▶ [Work request] Everything in the data gets repeated exactly, except for the pictures.

▶ [Excerpted data]

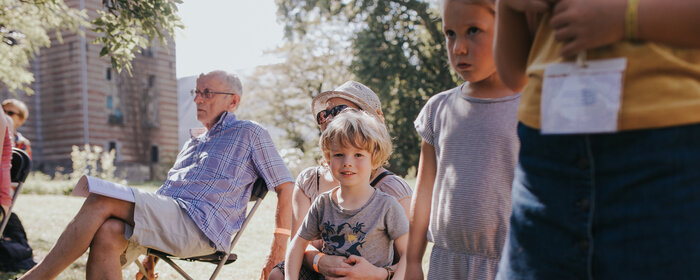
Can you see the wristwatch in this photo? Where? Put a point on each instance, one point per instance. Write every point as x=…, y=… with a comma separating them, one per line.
x=389, y=272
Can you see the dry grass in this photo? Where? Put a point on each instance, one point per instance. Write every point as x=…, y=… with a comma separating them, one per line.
x=45, y=216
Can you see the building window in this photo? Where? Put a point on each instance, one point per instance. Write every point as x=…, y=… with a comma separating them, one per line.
x=154, y=154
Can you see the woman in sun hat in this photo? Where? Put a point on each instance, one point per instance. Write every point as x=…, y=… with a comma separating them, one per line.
x=317, y=179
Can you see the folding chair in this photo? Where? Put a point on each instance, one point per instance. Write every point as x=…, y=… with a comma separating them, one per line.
x=21, y=165
x=220, y=258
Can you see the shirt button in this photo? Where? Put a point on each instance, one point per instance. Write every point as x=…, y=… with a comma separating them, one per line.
x=582, y=163
x=583, y=204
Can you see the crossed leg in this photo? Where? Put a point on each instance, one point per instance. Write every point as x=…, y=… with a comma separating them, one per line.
x=99, y=225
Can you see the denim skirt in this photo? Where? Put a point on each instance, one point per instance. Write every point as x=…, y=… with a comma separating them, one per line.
x=606, y=206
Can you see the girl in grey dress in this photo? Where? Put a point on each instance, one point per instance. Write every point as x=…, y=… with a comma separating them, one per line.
x=468, y=155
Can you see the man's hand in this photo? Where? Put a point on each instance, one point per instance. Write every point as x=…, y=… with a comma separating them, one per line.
x=359, y=268
x=279, y=247
x=414, y=272
x=586, y=24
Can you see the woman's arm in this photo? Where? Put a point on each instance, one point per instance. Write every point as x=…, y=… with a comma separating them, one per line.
x=400, y=245
x=295, y=254
x=513, y=39
x=420, y=212
x=300, y=206
x=5, y=162
x=586, y=24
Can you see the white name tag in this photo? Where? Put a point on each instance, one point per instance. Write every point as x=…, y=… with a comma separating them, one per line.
x=582, y=99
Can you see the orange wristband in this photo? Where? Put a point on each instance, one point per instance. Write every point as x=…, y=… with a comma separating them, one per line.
x=317, y=258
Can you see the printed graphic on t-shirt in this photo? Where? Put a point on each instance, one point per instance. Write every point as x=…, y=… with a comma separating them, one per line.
x=344, y=239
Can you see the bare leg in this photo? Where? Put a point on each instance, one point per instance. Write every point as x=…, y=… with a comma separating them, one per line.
x=276, y=274
x=106, y=247
x=79, y=233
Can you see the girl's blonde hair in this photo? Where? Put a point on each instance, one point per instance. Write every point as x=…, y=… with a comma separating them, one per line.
x=358, y=129
x=489, y=4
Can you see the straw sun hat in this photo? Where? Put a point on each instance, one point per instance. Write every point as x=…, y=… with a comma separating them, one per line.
x=352, y=91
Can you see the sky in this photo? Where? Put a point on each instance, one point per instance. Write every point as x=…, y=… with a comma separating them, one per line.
x=228, y=35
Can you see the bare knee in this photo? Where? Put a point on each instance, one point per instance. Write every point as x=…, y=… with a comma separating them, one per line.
x=110, y=236
x=275, y=274
x=107, y=207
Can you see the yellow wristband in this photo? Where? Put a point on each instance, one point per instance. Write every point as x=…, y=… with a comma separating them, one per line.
x=284, y=231
x=631, y=19
x=317, y=258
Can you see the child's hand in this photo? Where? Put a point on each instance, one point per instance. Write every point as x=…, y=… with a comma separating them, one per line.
x=528, y=6
x=586, y=24
x=359, y=268
x=414, y=272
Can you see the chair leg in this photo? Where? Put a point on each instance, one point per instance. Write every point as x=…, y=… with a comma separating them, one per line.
x=177, y=268
x=141, y=268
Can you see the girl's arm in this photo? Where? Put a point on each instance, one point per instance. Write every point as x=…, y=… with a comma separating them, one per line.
x=400, y=267
x=514, y=38
x=420, y=213
x=295, y=254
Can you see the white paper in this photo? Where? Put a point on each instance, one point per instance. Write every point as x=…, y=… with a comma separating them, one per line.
x=88, y=184
x=579, y=99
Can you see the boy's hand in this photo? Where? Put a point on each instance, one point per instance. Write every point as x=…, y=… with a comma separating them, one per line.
x=328, y=264
x=359, y=268
x=529, y=6
x=586, y=24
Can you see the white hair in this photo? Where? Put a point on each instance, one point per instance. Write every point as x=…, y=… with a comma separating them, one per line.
x=232, y=81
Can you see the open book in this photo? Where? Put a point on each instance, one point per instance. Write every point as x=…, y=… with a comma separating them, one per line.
x=88, y=184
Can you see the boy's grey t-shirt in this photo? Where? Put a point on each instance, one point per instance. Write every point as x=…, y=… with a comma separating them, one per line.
x=368, y=232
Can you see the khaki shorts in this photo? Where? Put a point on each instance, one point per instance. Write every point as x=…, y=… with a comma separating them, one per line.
x=160, y=223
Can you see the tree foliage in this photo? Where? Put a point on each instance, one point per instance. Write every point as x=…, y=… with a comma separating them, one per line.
x=280, y=94
x=398, y=51
x=125, y=27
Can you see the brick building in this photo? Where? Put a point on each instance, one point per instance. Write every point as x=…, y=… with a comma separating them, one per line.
x=79, y=99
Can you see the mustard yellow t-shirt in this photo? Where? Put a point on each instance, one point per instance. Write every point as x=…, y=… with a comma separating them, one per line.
x=661, y=85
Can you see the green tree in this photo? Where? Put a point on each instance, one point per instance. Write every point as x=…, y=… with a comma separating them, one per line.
x=399, y=52
x=279, y=95
x=126, y=26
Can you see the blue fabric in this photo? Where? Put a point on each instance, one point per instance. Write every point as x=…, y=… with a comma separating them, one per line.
x=606, y=206
x=214, y=173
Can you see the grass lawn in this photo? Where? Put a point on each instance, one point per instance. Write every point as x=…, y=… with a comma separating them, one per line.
x=45, y=216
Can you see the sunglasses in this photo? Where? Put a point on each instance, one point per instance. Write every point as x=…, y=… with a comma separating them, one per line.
x=207, y=94
x=323, y=116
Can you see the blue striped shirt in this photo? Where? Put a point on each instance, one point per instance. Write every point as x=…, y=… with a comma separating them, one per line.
x=214, y=173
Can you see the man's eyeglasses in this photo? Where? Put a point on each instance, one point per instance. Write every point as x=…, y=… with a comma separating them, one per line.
x=206, y=93
x=322, y=116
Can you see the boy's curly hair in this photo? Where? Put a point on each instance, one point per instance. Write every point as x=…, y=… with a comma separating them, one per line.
x=358, y=129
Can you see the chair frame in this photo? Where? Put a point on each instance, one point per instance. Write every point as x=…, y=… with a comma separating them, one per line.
x=21, y=165
x=220, y=258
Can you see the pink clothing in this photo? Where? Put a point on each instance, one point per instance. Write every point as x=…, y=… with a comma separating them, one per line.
x=5, y=166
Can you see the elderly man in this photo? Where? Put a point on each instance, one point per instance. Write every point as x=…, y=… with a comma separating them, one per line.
x=200, y=205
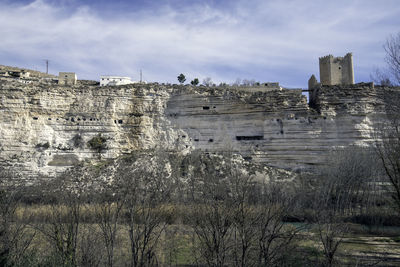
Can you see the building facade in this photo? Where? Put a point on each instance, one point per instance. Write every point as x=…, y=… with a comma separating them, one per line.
x=336, y=70
x=114, y=80
x=67, y=78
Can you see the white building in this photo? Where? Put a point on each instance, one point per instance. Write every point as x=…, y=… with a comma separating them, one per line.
x=114, y=80
x=67, y=78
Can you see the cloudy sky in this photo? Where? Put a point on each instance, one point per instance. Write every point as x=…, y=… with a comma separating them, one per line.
x=264, y=40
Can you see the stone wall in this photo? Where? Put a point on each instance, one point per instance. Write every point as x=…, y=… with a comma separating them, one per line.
x=45, y=129
x=336, y=70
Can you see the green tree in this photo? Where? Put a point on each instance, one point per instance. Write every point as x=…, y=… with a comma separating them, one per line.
x=195, y=82
x=181, y=78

▶ [Exercise response]
Can you see the wristwatch in this photo? Where? Put a point on each instance, one point per instance. Write every point as x=…, y=… with a comma separating them, one per line.
x=389, y=272
Can you see the dry grass in this photo? Where? Put a point on each instance, one point per instance. Write every point as x=…, y=… with a comma separating them, one per line.
x=45, y=216
Can you see the building window in this photo? Where? Put a point on each instance, one point per instance. Write every point as x=…, y=… with a comma separating them, one per line.
x=154, y=154
Can you see the woman in sun hat in this photo? Where? Put a point on each instance, one point per instance. Write every point as x=…, y=… with a comma separating them, one per line.
x=317, y=179
Can you see the folding chair in this photo? Where? Put a point on each instance, one point per instance. Write every point as x=…, y=… with a comma separating them, one per line.
x=21, y=165
x=220, y=258
Can you see the shirt button in this photo? Where? Put a point on each instance, one point per instance. Write every point as x=…, y=… with a comma separating them, one per line.
x=582, y=163
x=583, y=204
Can you see the crossed leg in this photo? Where? Put a point on each instance, one point per instance. Write every point as x=…, y=… with a comma separating them, one per line.
x=99, y=225
Can you see the denim skirt in this photo? Where? Put a point on each instance, one point per instance. Write every point as x=…, y=… with a comma separating them, one per line.
x=606, y=206
Can you see the girl in grey dress in this photo? Where? Put a point on each instance, one point per instance. Write every point as x=…, y=… with a comma separating them, one per line.
x=468, y=155
Can you see the man's hand in this photo? Where? Put a point on each instance, one point per instance. Write every point as x=…, y=… with a comma separating them, one per line.
x=359, y=268
x=279, y=247
x=414, y=272
x=586, y=24
Can you see the woman's arm in this photo? Where? Put a point on each instance, one point per instance. Write every point as x=…, y=… with a comma separating them, one per line.
x=400, y=245
x=295, y=254
x=513, y=39
x=420, y=212
x=300, y=206
x=5, y=162
x=586, y=24
Can you see the white name tag in this photo? Where? Put a point on each instance, one point per instance. Write every point as x=…, y=… with a comma separating them, one per line.
x=582, y=99
Can you see the orange wristband in this photo? Where? Put a point on each instance, one point per instance. Write every point as x=…, y=… with a comma separating them, one per line.
x=317, y=258
Can you see the printed graphic on t-shirt in this photo? Where? Put a point on each instance, one point per instance. Write every point as x=…, y=… with a comma separating them, one per line.
x=344, y=239
Can you see the bare leg in this photo? Where? Put a point on each instance, one point per instance. Write every point as x=…, y=… with a comma separating them, one per line.
x=276, y=274
x=106, y=247
x=79, y=233
Can you see the girl's blonde hair in this photo? Where? Put a point on each instance, one point per instance. Write every point as x=…, y=… with a comma separating them, one per line.
x=358, y=129
x=489, y=4
Can you see the straw sun hat in this photo? Where? Put a point on each instance, one point per instance. Write every point as x=…, y=… with a comma separating them, one per line.
x=352, y=91
Can you see the sky in this photo? Where? Put a point on each instance, one point per instance. Write every point as x=…, y=… with a comma separating them, one per line.
x=228, y=35
Can you see the bare knee in this photo? Where? Put a point on each instance, one point per instance. Write every point as x=…, y=… with a comma separating them, one per line.
x=110, y=236
x=275, y=274
x=107, y=207
Can you see the yellow wristband in this photo? Where? Put a point on each instance, one point per instance. Write every point as x=…, y=… with a comma separating them, one per line.
x=284, y=231
x=631, y=19
x=317, y=258
Can you see the child's hand in this photo? Where? Put a point on each instance, one point per instance. Write every point as x=…, y=… with a comma separating them, one per line.
x=528, y=6
x=586, y=24
x=359, y=268
x=414, y=272
Can you see the chair leg in this photo? Where? Put a point on each instance, one point per instance. Write every point as x=…, y=… with a comma separating them, one per line.
x=177, y=268
x=141, y=268
Can you see the girl's arm in this photo? Where? Put a point on each instance, one point per instance. Write every point as x=…, y=… with a comma separating them, one per line.
x=400, y=267
x=514, y=38
x=420, y=213
x=295, y=254
Can you see the white paper in this photo? Where? Put a point on each instance, one point per instance. Write every point as x=…, y=… with a comma separating them, one per line.
x=88, y=184
x=579, y=99
Can you see the boy's hand in this photo? Where? Put a point on each instance, one point per instance. Write every point as x=…, y=… with a comma separating them, one per line.
x=328, y=264
x=359, y=268
x=529, y=6
x=586, y=24
Can you see the white hair in this photo? Where? Put a point on each instance, one point per instance. Write every point as x=…, y=… with a comma separating them, one per line.
x=232, y=81
Can you see the open book in this photo? Where? Put a point on each instance, one point per instance. Write every point as x=…, y=… with a comma separating them, one per line.
x=88, y=184
Can you see the boy's grey t-shirt in this photo? Where? Put a point on each instance, one point per instance. Write every point as x=…, y=… with a comma separating them, one per line.
x=368, y=232
Can you see the khaki shorts in this photo? Where? Put a point on each instance, one point per instance. Write every point as x=…, y=… with a comma separating them, one per line.
x=160, y=223
Can you see the tree foliage in this photo? Where? Put a point on each instance, one point per instance. Write every point as x=…, y=… with a comma separating them, one per line.
x=280, y=94
x=398, y=51
x=125, y=27
Can you see the brick building in this photo? Where? Put a point on each instance, one point per instance. Write every point as x=…, y=… with a comma separating them, one per line.
x=79, y=99
Can you see the mustard yellow t-shirt in this photo? Where? Put a point on each instance, one point per instance. Write every point as x=…, y=… with a comma separating them, one per line.
x=661, y=85
Can you see the green tree in this photo? Where? Put a point on each instance, one point per instance. Write every point as x=…, y=… with a comma separating them, one per line.
x=399, y=52
x=279, y=95
x=126, y=26
Can you see the blue fabric in this photo? Where? Put a point on each instance, one point per instance. Write every point as x=…, y=… with a comma separating them, one per line.
x=606, y=206
x=214, y=173
Can you see the grass lawn in this photo? Where? Put a point on each instance, one point per instance. Write every point as x=…, y=… with a comma separating them, one per line.
x=45, y=216
Can you see the sunglasses in this photo? Where? Put a point on each instance, one point per instance. Write every point as x=…, y=… with a comma separating them, one per line.
x=207, y=94
x=323, y=116
Can you see the blue striped shirt in this photo? Where? Put a point on each instance, one point per instance. Write every point as x=…, y=… with a comma separating them, one per line.
x=214, y=173
Can you see the man's eyeglasses in this photo? Where? Put a point on each instance, one point per instance. Write every point as x=…, y=… with a comma separating them, one per line.
x=206, y=93
x=322, y=116
Can you see the boy's curly hair in this photo? Where? Put a point on each instance, one point per instance. Write every point as x=…, y=… with a comma separating them, one per line.
x=358, y=129
Can you see the chair frame in this photo? Where? Put a point on each instance, one point per instance. Write every point as x=…, y=… with a comma separating them, one per line.
x=21, y=165
x=220, y=258
Can you see the pink clothing in this photo? Where? Put a point on each instance, one point per instance. Write every point as x=…, y=… with a comma separating them, one per line.
x=5, y=166
Can you see the elderly man in this photo? Where? Put a point on each instance, one point per instance. Write every point as x=…, y=… with a comma separating them, one per line.
x=200, y=205
Can you see the building facade in this photo? Where? Put a point on each instance, one point per instance. Write every point as x=…, y=… with a comma separating them, one per line.
x=336, y=70
x=114, y=80
x=67, y=78
Can you see the white building in this photo? Where? Put a point on each instance, one point per instance. Write every point as x=…, y=… with a comma separating them, one per line.
x=114, y=80
x=67, y=78
Can you see the cloudy sky in this photo? Where? Put a point on each instance, one point per instance. Write every point as x=…, y=… with a comma separating them, one per line.
x=264, y=40
Can you see the stone wall in this photo? Where? Put a point on each instance, one point per instance. Write every point as x=…, y=… with a comma separating them, one per line.
x=45, y=129
x=336, y=70
Can you see the green tree in this photo? Where? Put a point on each instance, one point per instance. Write every point as x=…, y=… with a comma separating them, one per line.
x=195, y=82
x=181, y=78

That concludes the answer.